_Available records_
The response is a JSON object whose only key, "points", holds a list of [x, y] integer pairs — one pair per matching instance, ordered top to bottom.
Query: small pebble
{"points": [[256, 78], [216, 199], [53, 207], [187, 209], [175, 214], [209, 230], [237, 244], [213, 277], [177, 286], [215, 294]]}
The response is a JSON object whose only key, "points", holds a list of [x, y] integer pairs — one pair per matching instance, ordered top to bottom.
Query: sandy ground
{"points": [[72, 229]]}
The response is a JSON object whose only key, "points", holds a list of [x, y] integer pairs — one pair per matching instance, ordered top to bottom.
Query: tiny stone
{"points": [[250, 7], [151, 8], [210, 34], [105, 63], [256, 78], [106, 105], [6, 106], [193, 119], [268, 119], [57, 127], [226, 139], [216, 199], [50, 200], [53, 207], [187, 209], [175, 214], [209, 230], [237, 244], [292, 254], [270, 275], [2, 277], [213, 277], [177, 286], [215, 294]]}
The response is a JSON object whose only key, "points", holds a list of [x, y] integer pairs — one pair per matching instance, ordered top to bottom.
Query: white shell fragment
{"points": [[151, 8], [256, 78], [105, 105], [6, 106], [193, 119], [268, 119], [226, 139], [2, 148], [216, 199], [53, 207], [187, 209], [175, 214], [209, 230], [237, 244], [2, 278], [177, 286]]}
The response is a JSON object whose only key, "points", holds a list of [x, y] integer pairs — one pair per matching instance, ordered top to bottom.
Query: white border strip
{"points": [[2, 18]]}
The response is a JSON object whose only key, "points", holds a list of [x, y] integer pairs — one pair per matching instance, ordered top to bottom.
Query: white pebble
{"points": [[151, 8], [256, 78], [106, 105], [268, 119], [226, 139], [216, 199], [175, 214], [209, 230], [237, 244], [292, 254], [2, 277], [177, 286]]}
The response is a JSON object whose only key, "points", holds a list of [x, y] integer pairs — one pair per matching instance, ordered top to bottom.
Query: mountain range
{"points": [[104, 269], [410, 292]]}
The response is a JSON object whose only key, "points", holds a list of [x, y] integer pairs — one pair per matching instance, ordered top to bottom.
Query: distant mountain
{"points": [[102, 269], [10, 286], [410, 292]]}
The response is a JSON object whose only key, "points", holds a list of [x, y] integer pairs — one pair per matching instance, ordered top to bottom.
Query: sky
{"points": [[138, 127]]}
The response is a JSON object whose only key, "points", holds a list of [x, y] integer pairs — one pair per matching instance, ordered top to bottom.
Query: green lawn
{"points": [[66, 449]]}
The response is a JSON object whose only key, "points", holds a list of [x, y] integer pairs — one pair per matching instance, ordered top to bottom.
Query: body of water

_What you are asked to do_
Set down the listing in full, keeping every word exactly as it is.

_Written response_
The response is a JSON object whose only key, "points", holds a list of [x, y] integer pairs — one pair per matching instance, ordered top to bottom.
Query: small pebble
{"points": [[256, 78], [216, 199], [53, 207], [187, 209], [175, 214], [209, 230], [237, 244], [213, 277], [177, 286], [215, 294]]}
The response is a JSON object whose only key, "points", holds a list of [x, y] integer pairs — one pair per matching instance, ordered top to bottom.
Query: sandy ground
{"points": [[72, 229]]}
The response is a JSON object whose only key, "points", holds a list of [x, y] integer pairs — one pair per matching instance, ordered top to bottom.
Query: tiny stone
{"points": [[250, 7], [151, 8], [210, 34], [105, 63], [256, 78], [106, 105], [6, 106], [193, 119], [268, 119], [57, 127], [226, 139], [216, 199], [50, 200], [53, 207], [187, 209], [175, 214], [209, 230], [237, 244], [292, 254], [270, 275], [2, 277], [213, 277], [177, 286], [215, 294]]}
The response is a JSON object whose only key, "points", holds a list of [x, y] integer pairs — one pair per matching instance, ordered top to bottom.
Query: white shell fragment
{"points": [[151, 8], [256, 78], [105, 105], [6, 106], [193, 119], [268, 119], [226, 139], [2, 148], [216, 199], [53, 207], [187, 209], [175, 214], [209, 230], [237, 244], [2, 278], [177, 286]]}
The response is a JSON object whose only key, "points", holds a list of [x, y] integer pairs — one pair per matching instance, ordered top to bottom.
Query: white border strip
{"points": [[2, 18]]}
The response is a JSON object whose only key, "points", holds a list of [x, y] integer pairs — one pair per matching instance, ordered top to bottom.
Query: white pebble
{"points": [[151, 8], [256, 78], [106, 105], [268, 119], [226, 139], [216, 199], [175, 214], [209, 230], [237, 244], [292, 254], [2, 277], [177, 286]]}
The response is a JSON object whose only key, "points", holds a list of [x, y] integer pairs — one pair per matching instance, ordered top to bottom.
Query: mountain range
{"points": [[104, 269], [410, 292]]}
The response is a JSON object whose only key, "points", holds a list of [x, y] integer pairs — one pair per matching instance, ordered top to bottom.
Query: distant mountain
{"points": [[102, 269], [10, 286], [410, 292]]}
The response is a JSON object whose only key, "points", holds a list of [x, y] integer pairs — one pair per matching instance, ordered top to bottom.
Query: sky
{"points": [[138, 127]]}
The response is a JSON object whose only key, "points", holds a list of [x, y] integer pairs — one pair per matching instance, ordered top to bottom.
Query: green lawn
{"points": [[66, 449]]}
The response is a JSON object whose only key, "points", holds a list of [x, y] integer pairs — one pair per matching instance, ordered top to bottom.
Query: body of water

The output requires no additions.